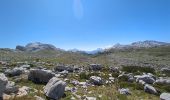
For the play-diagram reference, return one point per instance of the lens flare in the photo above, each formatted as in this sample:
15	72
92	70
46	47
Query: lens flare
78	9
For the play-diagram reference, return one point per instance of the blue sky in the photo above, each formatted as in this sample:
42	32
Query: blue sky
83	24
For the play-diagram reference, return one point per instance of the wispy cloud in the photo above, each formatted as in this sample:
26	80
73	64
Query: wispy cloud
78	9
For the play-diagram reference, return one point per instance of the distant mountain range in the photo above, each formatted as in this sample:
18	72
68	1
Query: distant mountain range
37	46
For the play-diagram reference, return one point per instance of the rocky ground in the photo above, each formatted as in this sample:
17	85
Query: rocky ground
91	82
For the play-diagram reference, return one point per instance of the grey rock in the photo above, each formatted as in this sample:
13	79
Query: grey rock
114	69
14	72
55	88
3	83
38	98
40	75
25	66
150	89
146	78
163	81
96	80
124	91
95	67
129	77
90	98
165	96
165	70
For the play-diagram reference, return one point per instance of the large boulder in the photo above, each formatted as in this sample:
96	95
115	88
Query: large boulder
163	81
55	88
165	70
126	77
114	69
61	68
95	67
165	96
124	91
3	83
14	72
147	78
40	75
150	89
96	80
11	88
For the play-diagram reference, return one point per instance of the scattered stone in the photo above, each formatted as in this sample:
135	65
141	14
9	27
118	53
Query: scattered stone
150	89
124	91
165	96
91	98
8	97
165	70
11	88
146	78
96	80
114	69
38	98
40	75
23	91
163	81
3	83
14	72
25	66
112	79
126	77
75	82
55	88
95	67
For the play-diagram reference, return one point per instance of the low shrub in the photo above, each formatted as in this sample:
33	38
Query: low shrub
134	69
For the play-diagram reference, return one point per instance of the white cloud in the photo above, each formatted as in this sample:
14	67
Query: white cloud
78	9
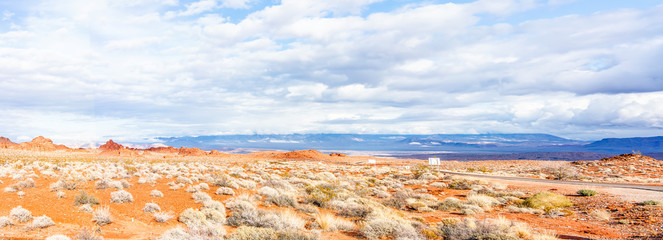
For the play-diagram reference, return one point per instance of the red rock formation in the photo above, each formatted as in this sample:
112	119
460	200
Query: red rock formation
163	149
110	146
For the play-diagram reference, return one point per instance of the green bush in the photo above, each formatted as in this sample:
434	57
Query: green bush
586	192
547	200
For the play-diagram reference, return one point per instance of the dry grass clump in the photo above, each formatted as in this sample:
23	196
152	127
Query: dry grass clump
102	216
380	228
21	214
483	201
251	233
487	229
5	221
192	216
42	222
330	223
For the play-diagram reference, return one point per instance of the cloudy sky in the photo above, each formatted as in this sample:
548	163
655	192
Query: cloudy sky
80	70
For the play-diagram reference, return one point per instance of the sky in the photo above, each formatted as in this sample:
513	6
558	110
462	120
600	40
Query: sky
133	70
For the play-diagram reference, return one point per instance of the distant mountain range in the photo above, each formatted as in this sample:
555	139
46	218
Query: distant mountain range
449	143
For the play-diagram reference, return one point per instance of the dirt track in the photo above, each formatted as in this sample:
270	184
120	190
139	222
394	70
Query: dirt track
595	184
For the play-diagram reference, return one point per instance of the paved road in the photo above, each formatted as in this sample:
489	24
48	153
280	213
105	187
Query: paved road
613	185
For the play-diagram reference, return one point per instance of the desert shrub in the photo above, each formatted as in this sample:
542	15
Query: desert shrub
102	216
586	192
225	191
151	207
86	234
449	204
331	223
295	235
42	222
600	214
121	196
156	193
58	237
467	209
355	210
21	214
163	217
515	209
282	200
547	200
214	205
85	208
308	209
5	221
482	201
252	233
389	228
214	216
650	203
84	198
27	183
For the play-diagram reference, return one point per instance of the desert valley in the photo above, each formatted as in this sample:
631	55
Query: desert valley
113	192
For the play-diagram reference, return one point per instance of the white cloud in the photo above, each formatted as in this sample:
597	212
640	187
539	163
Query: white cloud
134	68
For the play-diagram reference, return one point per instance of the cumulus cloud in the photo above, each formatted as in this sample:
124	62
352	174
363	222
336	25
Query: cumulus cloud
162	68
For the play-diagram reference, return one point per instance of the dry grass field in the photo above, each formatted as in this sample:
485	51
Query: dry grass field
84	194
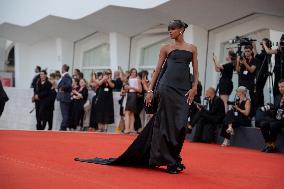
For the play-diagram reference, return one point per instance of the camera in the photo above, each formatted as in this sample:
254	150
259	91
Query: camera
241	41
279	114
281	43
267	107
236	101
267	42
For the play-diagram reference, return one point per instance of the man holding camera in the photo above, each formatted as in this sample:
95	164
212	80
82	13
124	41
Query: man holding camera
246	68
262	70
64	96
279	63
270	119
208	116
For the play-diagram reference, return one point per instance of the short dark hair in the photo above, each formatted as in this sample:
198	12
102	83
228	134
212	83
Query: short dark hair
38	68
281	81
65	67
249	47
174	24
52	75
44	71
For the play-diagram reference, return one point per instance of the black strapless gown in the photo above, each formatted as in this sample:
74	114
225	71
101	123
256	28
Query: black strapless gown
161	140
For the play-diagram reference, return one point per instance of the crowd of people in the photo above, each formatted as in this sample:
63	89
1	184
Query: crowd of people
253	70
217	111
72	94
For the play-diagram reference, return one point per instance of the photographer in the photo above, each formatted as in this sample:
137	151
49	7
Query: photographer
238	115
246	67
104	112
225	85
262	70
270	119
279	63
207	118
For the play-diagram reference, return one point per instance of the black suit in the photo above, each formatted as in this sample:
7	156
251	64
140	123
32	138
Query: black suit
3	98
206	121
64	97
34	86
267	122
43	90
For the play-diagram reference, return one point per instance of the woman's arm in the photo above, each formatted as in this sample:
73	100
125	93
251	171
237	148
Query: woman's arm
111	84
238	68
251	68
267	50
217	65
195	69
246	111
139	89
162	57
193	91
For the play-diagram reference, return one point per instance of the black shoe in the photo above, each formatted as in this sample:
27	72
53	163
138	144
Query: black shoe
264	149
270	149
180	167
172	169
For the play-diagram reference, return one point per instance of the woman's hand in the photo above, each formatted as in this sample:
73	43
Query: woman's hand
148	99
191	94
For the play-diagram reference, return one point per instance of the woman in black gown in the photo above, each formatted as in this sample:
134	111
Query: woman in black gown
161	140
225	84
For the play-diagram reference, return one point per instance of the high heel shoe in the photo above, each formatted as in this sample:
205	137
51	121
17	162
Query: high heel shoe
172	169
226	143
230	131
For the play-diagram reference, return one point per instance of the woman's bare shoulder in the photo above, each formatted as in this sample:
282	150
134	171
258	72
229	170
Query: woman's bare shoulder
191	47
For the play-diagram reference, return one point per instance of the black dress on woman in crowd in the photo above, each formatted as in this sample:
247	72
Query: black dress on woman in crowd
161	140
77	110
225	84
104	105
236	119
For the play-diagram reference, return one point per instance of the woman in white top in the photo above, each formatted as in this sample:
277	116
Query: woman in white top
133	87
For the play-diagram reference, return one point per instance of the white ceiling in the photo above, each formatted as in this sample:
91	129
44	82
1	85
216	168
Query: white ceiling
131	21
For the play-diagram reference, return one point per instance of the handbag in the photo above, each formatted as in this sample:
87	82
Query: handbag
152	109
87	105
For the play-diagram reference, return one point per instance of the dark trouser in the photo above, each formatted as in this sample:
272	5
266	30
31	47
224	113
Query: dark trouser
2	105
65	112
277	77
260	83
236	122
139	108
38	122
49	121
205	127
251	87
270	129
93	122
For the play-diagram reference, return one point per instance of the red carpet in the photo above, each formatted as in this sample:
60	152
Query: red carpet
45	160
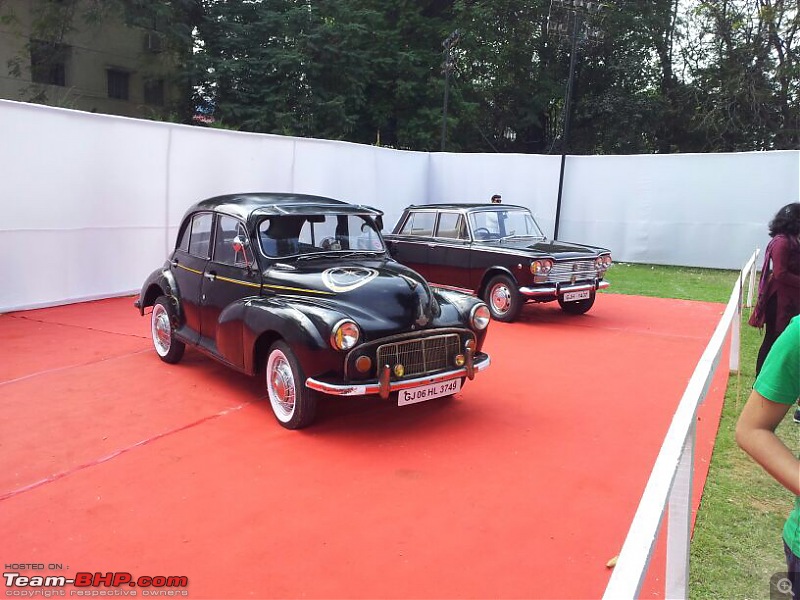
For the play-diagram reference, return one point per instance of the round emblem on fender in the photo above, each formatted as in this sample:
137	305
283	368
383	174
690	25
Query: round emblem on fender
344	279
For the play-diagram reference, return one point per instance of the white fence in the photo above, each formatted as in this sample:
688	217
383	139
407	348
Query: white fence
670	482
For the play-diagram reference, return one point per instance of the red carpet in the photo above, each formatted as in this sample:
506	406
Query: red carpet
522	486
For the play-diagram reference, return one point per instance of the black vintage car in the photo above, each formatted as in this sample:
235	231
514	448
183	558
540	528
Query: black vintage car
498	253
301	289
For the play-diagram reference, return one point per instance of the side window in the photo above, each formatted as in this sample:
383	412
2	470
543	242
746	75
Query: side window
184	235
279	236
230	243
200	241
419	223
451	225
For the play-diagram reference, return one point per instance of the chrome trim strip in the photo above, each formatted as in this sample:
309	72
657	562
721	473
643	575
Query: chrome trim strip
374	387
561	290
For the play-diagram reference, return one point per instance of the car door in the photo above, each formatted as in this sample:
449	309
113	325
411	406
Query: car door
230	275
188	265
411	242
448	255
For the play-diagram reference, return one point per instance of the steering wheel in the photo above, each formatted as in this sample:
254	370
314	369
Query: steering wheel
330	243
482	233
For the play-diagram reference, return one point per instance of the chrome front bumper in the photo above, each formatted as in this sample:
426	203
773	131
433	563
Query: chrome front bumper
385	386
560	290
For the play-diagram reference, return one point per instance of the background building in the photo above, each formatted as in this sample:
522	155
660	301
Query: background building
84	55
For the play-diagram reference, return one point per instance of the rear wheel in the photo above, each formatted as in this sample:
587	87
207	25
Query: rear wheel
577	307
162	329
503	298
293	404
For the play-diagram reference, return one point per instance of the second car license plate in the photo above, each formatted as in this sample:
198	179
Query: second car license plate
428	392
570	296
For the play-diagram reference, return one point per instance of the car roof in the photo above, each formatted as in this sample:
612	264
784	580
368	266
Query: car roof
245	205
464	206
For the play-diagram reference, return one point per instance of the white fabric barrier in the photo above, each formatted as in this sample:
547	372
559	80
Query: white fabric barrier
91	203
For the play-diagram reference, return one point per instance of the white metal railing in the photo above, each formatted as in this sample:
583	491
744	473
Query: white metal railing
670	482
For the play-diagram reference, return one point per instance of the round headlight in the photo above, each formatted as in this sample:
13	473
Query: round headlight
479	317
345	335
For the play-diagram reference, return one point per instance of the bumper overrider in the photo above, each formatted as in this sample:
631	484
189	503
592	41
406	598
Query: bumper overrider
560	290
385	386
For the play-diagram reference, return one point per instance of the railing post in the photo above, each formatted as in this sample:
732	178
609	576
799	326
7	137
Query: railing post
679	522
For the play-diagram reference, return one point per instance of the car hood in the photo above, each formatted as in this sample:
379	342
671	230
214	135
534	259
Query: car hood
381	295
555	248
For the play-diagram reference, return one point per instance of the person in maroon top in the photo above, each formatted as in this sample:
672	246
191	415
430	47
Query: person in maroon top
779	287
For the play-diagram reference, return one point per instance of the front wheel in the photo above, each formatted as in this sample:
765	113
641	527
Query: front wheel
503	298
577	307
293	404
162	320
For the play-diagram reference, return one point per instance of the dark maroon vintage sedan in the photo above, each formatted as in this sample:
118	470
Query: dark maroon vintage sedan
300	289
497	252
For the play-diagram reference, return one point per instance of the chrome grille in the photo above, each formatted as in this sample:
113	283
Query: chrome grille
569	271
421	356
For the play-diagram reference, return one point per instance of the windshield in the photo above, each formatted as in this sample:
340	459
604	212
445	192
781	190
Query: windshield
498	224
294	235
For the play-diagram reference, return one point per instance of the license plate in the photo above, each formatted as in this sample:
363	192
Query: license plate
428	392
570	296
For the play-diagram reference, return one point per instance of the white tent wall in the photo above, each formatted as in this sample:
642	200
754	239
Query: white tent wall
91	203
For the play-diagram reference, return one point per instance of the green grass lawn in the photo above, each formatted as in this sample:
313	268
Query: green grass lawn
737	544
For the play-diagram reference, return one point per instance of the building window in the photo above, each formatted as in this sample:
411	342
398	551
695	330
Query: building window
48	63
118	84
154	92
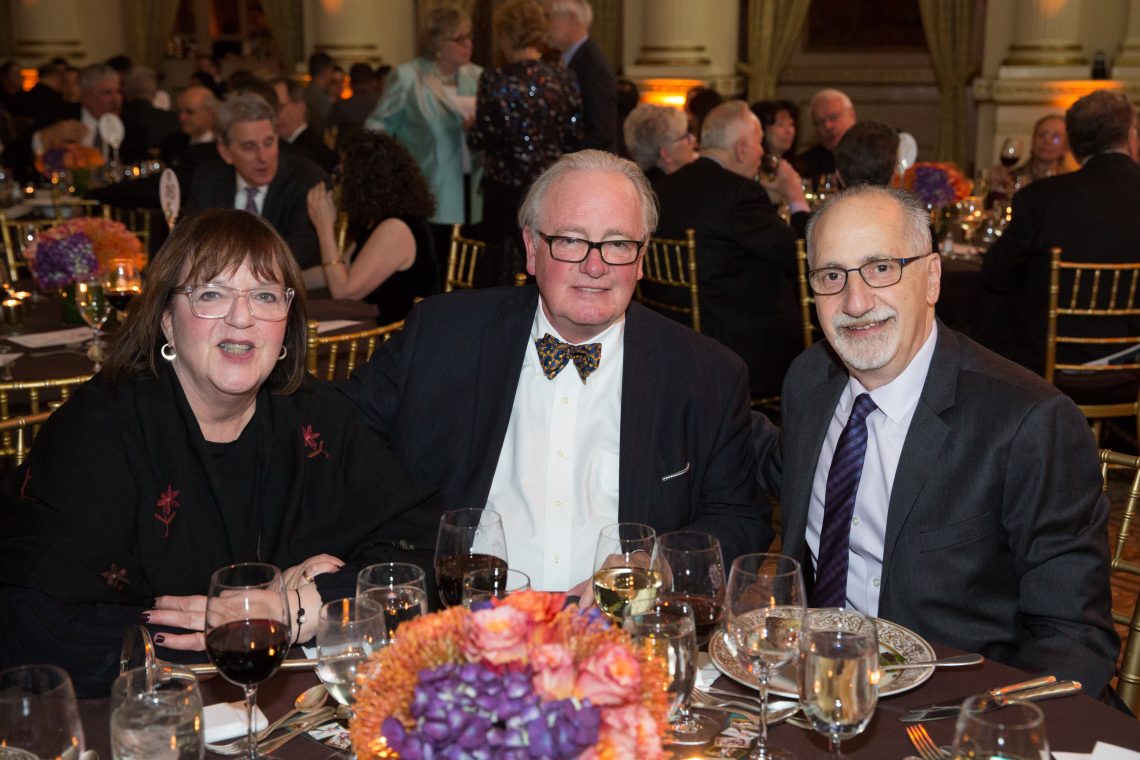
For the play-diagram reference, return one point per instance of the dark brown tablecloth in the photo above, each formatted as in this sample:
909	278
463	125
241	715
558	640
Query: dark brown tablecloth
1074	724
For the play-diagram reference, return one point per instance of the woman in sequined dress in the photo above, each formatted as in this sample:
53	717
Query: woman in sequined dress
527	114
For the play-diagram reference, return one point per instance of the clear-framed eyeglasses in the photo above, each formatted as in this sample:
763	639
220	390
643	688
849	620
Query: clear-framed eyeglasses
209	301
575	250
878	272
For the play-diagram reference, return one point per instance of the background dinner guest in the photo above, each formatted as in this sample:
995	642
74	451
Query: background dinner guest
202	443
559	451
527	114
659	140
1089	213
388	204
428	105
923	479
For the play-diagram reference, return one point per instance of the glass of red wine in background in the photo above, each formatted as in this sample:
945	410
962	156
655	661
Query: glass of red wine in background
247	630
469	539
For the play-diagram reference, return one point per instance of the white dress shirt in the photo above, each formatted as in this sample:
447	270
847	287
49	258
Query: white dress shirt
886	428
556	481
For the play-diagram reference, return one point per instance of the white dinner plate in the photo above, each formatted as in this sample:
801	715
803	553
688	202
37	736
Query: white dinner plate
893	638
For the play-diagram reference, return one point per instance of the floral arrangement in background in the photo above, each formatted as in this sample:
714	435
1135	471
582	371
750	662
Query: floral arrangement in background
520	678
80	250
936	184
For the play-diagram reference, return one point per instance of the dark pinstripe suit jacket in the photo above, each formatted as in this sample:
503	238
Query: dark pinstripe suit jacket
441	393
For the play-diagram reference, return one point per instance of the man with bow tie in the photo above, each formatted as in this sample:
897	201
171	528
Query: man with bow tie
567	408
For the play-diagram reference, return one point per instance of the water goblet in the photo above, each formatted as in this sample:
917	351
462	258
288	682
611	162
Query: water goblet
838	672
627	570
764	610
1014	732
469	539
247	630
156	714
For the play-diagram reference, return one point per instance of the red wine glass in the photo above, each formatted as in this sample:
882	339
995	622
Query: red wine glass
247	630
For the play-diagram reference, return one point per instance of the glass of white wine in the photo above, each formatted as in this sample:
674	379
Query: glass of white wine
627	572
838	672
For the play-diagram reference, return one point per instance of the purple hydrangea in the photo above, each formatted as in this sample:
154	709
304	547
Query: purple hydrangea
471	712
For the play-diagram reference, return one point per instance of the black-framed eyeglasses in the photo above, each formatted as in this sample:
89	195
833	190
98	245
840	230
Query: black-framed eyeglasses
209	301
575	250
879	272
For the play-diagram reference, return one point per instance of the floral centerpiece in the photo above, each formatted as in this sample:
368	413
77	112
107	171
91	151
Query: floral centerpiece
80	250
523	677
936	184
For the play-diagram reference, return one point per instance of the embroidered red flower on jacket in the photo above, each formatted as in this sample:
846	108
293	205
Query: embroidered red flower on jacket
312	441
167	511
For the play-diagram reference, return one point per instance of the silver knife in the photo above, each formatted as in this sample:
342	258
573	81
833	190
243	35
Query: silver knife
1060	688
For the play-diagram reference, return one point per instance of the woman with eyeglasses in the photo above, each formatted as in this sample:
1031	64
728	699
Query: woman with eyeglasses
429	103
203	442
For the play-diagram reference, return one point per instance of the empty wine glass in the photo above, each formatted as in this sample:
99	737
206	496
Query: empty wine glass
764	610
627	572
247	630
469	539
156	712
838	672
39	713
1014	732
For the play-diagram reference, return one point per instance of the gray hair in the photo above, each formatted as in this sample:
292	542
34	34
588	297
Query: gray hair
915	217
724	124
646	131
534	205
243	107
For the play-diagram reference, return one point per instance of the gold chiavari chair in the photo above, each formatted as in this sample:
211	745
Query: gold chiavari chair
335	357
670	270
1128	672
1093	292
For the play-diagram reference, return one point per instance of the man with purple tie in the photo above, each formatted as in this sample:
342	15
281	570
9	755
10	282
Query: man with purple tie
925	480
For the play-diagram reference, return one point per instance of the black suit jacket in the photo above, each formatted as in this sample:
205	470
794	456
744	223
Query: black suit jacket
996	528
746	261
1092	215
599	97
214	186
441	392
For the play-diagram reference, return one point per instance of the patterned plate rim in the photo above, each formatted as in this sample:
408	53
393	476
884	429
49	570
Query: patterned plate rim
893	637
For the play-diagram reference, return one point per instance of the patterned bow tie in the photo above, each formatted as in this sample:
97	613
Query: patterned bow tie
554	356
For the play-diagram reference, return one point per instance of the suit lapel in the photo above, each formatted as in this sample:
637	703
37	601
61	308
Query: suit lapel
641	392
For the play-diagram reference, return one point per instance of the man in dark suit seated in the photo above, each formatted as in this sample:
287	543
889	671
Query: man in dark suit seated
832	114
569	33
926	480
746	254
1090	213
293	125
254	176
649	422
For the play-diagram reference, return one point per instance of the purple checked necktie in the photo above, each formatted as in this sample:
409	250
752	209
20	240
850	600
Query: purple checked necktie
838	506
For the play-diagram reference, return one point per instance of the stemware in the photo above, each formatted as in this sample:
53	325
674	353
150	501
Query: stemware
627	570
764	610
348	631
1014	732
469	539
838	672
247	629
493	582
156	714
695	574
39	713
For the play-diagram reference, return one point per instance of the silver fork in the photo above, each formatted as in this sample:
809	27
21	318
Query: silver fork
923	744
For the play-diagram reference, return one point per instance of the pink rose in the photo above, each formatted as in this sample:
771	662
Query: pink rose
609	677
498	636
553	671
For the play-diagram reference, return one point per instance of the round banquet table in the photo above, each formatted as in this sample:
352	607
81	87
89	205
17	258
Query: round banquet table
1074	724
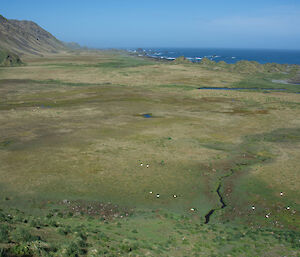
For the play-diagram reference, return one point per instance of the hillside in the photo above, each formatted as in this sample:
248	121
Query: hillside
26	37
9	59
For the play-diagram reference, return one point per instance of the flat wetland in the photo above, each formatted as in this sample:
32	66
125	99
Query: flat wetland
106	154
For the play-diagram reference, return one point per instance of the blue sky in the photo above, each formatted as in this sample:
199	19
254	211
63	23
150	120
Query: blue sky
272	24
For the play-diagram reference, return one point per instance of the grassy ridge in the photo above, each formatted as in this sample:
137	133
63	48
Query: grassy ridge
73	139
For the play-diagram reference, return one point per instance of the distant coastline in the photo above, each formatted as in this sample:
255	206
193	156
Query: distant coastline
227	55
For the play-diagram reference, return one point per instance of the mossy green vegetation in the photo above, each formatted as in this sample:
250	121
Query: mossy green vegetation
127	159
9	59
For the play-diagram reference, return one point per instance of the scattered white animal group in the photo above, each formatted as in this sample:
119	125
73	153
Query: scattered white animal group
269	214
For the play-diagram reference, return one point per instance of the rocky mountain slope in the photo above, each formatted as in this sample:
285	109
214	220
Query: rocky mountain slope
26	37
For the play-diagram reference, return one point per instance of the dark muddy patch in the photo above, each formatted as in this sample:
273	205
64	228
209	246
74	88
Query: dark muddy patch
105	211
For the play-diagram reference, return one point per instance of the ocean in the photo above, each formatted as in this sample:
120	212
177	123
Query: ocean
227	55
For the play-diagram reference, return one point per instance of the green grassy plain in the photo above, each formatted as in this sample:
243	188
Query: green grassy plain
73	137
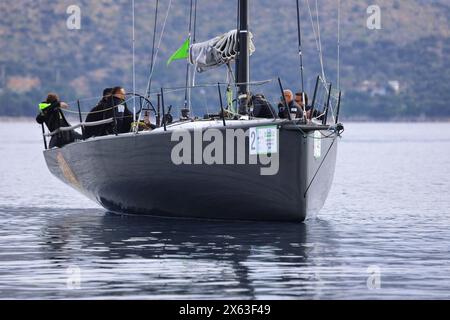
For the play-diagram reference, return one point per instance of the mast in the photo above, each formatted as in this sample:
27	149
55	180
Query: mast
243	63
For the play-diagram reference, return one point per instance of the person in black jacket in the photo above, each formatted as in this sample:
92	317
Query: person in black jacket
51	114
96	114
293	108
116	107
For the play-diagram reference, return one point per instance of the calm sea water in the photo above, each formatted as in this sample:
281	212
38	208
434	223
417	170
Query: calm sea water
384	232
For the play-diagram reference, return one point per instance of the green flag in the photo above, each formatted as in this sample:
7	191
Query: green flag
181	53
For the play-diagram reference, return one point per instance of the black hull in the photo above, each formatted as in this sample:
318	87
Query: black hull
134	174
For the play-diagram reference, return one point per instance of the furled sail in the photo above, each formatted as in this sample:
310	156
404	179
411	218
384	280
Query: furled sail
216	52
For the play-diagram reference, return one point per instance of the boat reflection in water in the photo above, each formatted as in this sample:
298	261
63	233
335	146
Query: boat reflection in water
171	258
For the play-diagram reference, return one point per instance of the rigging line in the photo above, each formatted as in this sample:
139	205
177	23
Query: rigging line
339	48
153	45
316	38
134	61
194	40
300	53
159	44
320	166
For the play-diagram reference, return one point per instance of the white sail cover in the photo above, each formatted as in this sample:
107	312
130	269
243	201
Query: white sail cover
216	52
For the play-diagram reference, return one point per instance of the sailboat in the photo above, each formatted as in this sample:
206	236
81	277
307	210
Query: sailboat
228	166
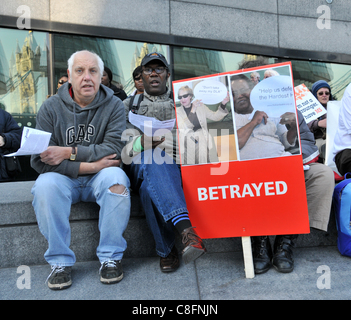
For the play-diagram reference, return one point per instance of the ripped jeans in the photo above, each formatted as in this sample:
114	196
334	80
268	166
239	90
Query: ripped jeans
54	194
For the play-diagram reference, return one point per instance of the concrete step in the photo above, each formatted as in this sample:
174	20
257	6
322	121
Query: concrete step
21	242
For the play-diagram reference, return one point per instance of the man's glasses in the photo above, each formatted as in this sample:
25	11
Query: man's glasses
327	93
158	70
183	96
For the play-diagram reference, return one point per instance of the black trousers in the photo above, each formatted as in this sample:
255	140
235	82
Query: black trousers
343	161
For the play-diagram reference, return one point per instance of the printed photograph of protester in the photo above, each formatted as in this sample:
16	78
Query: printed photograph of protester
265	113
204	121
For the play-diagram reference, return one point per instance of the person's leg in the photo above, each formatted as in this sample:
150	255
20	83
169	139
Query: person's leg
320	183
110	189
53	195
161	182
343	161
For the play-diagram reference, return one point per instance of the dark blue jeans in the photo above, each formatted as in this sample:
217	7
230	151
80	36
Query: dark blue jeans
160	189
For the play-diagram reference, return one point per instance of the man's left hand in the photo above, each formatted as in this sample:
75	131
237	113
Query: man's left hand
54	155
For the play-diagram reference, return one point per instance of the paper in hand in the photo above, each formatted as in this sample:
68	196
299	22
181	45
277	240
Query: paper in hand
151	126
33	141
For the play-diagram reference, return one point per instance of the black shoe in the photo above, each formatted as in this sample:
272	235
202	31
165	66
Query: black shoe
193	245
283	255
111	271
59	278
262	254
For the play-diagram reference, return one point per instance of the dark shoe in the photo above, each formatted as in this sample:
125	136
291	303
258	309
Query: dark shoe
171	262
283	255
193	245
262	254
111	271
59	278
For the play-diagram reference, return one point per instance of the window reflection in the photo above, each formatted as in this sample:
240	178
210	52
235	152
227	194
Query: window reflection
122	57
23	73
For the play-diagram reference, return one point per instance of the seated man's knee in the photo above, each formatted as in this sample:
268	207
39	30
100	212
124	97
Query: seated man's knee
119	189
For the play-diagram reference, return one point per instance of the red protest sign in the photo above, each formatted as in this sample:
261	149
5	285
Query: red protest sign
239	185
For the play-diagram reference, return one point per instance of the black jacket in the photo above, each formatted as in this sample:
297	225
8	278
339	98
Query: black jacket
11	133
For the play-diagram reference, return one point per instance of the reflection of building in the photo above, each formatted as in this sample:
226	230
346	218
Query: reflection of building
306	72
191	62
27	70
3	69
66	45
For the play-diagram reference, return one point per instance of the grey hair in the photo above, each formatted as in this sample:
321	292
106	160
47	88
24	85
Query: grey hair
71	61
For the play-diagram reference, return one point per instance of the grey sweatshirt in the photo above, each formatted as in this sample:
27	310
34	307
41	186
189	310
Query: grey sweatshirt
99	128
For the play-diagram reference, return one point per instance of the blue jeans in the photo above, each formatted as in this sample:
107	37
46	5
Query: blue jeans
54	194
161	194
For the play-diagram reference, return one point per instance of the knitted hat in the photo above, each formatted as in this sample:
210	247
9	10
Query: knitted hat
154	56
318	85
· · · · · · ·
_Written instruction_
Nothing but the lines from the one with "of the seated" through the end of the data above should be repeated, each exactly as it stands.

_Solution to this exercise_
For the play-diagram reference, return one point per instance of the seated man's knee in the photo above, each formatted as in this sample:
268	207
39	30
100	212
124	97
Query: seated man's knee
119	189
For the play-diagram reference, return one point per instance of the red protest sign in the photo above, each formatted as in this sample:
261	149
5	285
Query: red protest sign
239	185
For the play-diagram reference, return one point per instance of the black jacket in the photo above, each formatted as in this sample:
297	225
8	278
339	98
Query: black jacket
11	133
For the play-diagram reference, return one point per instance of the reflection of building in the photo above, each formatted as in this sample:
226	230
346	218
Query: reflection of building
306	72
191	62
27	70
3	69
66	45
For the play-diagram reference, return one point per instance of the grey hair in the photo above, each formatted as in this sample:
321	292
106	160
47	88
24	85
Query: grey hair
71	61
For the play-diagram reference, return one point per instance of the grey sweatshirt in the photo above, each formatted as in this sample:
27	310
34	307
41	186
189	310
Query: grey sweatshirt
99	128
For the play-diagram reference, return one point per instance of the blue jeans in the photo above, each formatted as in this sample:
107	37
46	5
Query: blue jeans
54	194
161	194
For the play-diagram reference, return one point per instance of the knitted hat in the photo above, each formatted as in this sample:
210	247
9	10
Query: knitted hat
154	56
318	85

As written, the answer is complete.